■ Required work: Among the entries below, tally the lines that include "water", and give the number alone.

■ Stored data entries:
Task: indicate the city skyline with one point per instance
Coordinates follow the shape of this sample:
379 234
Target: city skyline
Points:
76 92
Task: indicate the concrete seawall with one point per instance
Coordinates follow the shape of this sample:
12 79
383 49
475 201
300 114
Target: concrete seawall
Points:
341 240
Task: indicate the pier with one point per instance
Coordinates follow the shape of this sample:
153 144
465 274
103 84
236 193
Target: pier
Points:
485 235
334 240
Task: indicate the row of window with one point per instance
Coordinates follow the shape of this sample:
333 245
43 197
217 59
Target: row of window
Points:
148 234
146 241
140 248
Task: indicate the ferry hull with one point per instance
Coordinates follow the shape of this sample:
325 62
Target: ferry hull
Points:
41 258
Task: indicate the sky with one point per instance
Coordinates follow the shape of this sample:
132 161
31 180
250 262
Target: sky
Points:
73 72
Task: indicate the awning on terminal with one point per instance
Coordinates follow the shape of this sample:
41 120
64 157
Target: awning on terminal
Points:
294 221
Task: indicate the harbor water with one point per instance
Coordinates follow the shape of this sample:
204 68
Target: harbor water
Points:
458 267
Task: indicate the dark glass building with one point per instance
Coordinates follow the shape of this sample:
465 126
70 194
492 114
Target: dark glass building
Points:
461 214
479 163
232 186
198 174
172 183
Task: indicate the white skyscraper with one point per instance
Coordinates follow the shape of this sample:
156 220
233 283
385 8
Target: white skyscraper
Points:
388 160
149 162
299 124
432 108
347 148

■ Solution: 2